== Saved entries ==

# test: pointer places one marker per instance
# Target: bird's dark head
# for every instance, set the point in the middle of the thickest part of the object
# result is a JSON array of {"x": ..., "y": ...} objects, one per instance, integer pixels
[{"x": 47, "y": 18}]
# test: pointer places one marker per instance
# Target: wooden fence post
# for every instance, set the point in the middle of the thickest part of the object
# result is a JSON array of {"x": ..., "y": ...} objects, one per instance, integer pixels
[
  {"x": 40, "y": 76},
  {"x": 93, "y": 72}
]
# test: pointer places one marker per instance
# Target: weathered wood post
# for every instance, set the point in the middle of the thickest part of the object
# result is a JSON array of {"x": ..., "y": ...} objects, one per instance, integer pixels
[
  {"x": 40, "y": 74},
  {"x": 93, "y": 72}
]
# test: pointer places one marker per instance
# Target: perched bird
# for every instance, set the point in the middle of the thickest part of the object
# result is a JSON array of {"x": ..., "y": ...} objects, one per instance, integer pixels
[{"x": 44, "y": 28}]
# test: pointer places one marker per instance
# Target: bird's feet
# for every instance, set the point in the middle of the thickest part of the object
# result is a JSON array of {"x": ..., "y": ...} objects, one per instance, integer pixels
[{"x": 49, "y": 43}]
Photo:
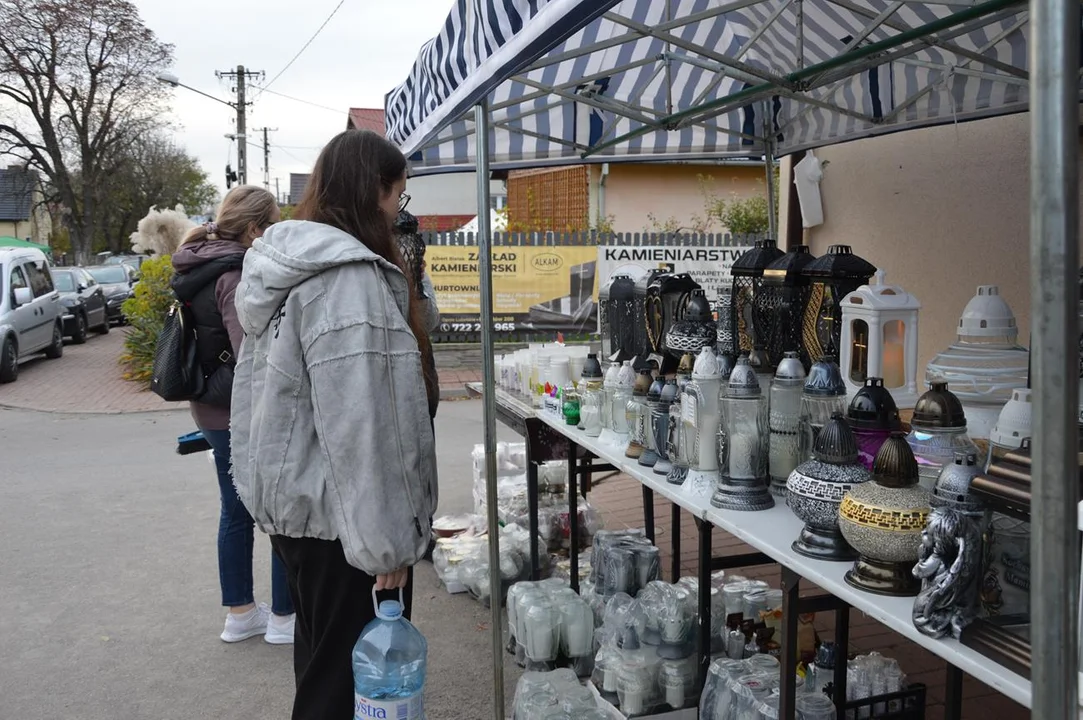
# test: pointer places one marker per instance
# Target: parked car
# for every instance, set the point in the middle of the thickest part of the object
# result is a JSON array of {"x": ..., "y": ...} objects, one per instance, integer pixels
[
  {"x": 29, "y": 310},
  {"x": 83, "y": 302},
  {"x": 117, "y": 283},
  {"x": 132, "y": 261}
]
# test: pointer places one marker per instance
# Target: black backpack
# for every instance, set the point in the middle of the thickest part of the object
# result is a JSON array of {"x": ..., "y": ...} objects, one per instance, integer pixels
[{"x": 178, "y": 374}]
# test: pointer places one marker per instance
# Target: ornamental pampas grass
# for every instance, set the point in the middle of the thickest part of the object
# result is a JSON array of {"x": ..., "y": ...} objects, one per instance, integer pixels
[{"x": 161, "y": 232}]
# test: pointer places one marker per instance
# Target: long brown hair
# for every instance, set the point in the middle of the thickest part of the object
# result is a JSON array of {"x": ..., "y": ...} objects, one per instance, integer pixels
[
  {"x": 242, "y": 208},
  {"x": 353, "y": 171}
]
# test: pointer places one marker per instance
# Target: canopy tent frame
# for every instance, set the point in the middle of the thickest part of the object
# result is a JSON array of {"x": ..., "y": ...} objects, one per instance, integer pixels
[{"x": 1052, "y": 78}]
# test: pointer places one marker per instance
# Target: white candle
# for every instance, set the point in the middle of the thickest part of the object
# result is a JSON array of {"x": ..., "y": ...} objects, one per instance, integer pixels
[{"x": 742, "y": 448}]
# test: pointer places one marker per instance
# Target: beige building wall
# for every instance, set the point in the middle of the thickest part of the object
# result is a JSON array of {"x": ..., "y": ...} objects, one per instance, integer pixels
[
  {"x": 643, "y": 197},
  {"x": 941, "y": 211}
]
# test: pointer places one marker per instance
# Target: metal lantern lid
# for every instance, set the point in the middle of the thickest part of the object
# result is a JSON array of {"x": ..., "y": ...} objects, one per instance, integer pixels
[
  {"x": 790, "y": 371},
  {"x": 743, "y": 382},
  {"x": 754, "y": 261},
  {"x": 643, "y": 381},
  {"x": 686, "y": 365},
  {"x": 953, "y": 484},
  {"x": 825, "y": 379},
  {"x": 877, "y": 295},
  {"x": 873, "y": 408},
  {"x": 840, "y": 263},
  {"x": 988, "y": 315},
  {"x": 835, "y": 444},
  {"x": 697, "y": 308},
  {"x": 669, "y": 392},
  {"x": 1015, "y": 421},
  {"x": 895, "y": 465},
  {"x": 591, "y": 368},
  {"x": 939, "y": 408},
  {"x": 655, "y": 392},
  {"x": 788, "y": 269},
  {"x": 707, "y": 366},
  {"x": 620, "y": 287}
]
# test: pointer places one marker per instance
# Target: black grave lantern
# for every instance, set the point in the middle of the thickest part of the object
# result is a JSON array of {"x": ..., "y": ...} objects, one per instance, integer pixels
[
  {"x": 780, "y": 304},
  {"x": 617, "y": 317},
  {"x": 641, "y": 344},
  {"x": 749, "y": 330},
  {"x": 832, "y": 277},
  {"x": 666, "y": 300}
]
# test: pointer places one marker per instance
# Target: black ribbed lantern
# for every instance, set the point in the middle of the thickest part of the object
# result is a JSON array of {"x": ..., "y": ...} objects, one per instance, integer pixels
[
  {"x": 641, "y": 343},
  {"x": 751, "y": 329},
  {"x": 780, "y": 304},
  {"x": 832, "y": 277},
  {"x": 666, "y": 301},
  {"x": 617, "y": 317}
]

== What to do ==
What is needed is an exact retyping of the lines from the start of the data through the line with "# Target: long brown hair", with both end lines kept and every picture left out.

== Answer for the task ==
# test: pointer places one marker per instance
# Target: bird's dark head
# for every instance, set the point in the middle of the thickest part of the object
# result is a JSON array of {"x": ..., "y": ...} objects, one per instance, integer pixels
[{"x": 47, "y": 18}]
# test: pointer places one marker per instance
# Target: wooden fence post
# for every instance, set the point in the middle of the thickest part of the object
# result is a JSON array of {"x": ..., "y": ...} objects, one per instance, integer pixels
[
  {"x": 40, "y": 76},
  {"x": 93, "y": 72}
]
# test: pointer places one marker per instance
# Target: weathered wood post
# for every instance, set the point in the middle of the thickest part of the object
# result is a JSON array of {"x": ..., "y": ...} objects, one per instance, integer pixels
[
  {"x": 40, "y": 74},
  {"x": 93, "y": 72}
]
# test: pointer places one marker per instance
# Target: perched bird
# for every instance, set the point in the middle of the thickest part of the object
# result is a JSON array of {"x": ..., "y": ...} objects, one per instance, integer pixels
[{"x": 44, "y": 28}]
# test: pointer places one marker per instance
# Target: bird's feet
# for every instance, set the point in the middle of the thickest part of the object
# result is a JSON array of {"x": ..., "y": ...} objects, one per instance, integer pixels
[{"x": 49, "y": 43}]
Photo:
# test: pointer places one marker per instance
# Target: parked car
# for every instance, set the point in the middle of the thickest part of the object
# result is a JSON array of {"x": ..., "y": ...} objects, one per instance, integer pixels
[
  {"x": 29, "y": 310},
  {"x": 83, "y": 302},
  {"x": 117, "y": 283},
  {"x": 132, "y": 261}
]
# test: pointer places one marker per instance
# Target: black backpack
# for every instance, set the point in the middle of the thickest part of the object
# result is a JSON array of {"x": ..., "y": ...} objects, one per instance, integer pixels
[{"x": 178, "y": 374}]
# test: pointer places one marker per instance
# Target: ornamental pampas grass
# for every instance, set the point in the middle of the thickest part of the object
# result is a JSON array of {"x": ..., "y": ...} objects, one per instance, integer pixels
[{"x": 161, "y": 232}]
# test: pointer places one marker per instance
# Target: long brown hair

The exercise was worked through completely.